INSTRUCTIES EN EISEN —
Schrijf uit de tekst over de honingveiling hieronder het gedeelte van "Door spontane medewerking" tot "der individueele leden." woordelijk over.

Amsterdamsche Honingveiling.

Het einde?

Dato 22 April heeft de Heer Th. Langenhoff beëedigd makelaar de navolgende circulaire aan de betrokkenen verzonden:

Amsterdam, 22 April 1925.
Mijnheer!
Door spontane medewerking van de H.H. Claassen en van Giersbergen, werden destijds met ondergeteekende pogingen aangewend om een geregelde honigmarkt in het leven te roepen. Voor zoover reclame noodig was, werd die reclame door de Nederlandsche Eierveiling gemaakt en betaald, en werd de provisie van de verkochte honig zeer miniem gesteld, ten voordeele der bijenhouders. Men had mogen verwachten, dat de Besturen der organisaties op imkersgebied voeling gezocht hadden, ten 1° met hun leden, ten 2° met de zaak, die het product moest quiteeren. Noch het een, noch het ander is geschied, waaruit geconcludeerd kan worden, dat de verhouding tusschen de Besturen en de organisaties niet de gewenschte is, zeer ten nadeele der individueele leden.

Met het oog op de tweede alinea heeft de Nederlandsche Eierveiling naast hare moeite een verlies te boeken, en gezien het absolute gemis aan samenwerking, zal zij zich, als de officiëele instelling, niet meer met den honigverkoop belasten.

AANGELEVERD MATERIAAL —
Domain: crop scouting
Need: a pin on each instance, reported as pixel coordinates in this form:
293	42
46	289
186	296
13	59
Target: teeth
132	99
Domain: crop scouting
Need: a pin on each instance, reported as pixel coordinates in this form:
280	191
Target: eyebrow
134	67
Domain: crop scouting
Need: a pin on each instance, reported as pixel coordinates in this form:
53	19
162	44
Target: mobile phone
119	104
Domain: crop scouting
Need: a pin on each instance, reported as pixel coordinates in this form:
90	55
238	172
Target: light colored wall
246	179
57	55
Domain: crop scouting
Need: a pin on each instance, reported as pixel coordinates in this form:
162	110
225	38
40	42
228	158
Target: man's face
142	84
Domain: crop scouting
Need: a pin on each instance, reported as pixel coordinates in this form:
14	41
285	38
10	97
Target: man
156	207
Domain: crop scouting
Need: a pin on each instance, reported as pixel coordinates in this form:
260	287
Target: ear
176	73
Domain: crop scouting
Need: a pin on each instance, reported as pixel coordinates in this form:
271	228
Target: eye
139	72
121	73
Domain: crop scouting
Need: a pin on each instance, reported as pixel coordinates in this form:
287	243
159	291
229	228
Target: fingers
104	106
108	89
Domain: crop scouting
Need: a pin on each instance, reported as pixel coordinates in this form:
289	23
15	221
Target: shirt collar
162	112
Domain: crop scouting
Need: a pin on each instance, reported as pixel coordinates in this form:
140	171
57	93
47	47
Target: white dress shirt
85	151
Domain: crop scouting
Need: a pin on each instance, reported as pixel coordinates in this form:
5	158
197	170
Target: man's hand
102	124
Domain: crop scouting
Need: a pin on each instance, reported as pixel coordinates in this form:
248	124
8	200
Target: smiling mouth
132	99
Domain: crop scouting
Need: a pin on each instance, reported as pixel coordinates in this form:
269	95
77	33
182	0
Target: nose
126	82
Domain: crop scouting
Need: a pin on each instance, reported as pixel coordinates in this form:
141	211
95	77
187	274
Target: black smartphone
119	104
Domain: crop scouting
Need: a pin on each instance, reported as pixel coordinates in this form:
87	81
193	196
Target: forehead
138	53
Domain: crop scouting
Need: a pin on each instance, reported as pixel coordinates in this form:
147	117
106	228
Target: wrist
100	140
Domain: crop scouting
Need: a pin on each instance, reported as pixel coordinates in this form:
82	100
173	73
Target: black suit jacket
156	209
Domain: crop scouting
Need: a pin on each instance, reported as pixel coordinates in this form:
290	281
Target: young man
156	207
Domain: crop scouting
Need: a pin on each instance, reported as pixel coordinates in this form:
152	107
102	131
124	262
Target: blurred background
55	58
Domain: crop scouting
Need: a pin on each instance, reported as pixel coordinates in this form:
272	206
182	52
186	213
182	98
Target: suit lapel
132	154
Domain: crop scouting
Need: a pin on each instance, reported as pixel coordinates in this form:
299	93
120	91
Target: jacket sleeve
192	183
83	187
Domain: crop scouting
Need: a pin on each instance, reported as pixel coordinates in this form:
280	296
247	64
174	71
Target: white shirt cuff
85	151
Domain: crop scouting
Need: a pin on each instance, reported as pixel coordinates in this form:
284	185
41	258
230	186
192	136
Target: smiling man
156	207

...

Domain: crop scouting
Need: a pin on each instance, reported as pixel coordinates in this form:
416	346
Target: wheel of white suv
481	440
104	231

ANTWOORD OP OPDRACHT —
Door spontane medewerking van de H.H. Claassen en van Giersbergen, werden destijds met ondergeteekende pogingen aangewend om een geregelde honigmarkt in het leven te roepen. Voor zoover reclame noodig was, werd die reclame door de Nederlandsche Eierveiling gemaakt en betaald, en werd de provisie van de verkochte honig zeer miniem gesteld, ten voordeele der bijenhouders. Men had mogen verwachten, dat de Besturen der organisaties op imkersgebied voeling gezocht hadden, ten 1° met hun leden, ten 2° met de zaak, die het product moest quiteeren. Noch het een, noch het ander is geschied, waaruit geconcludeerd kan worden, dat de verhouding tusschen de Besturen en de organisaties niet de gewenschte is, zeer ten nadeele der individueele leden.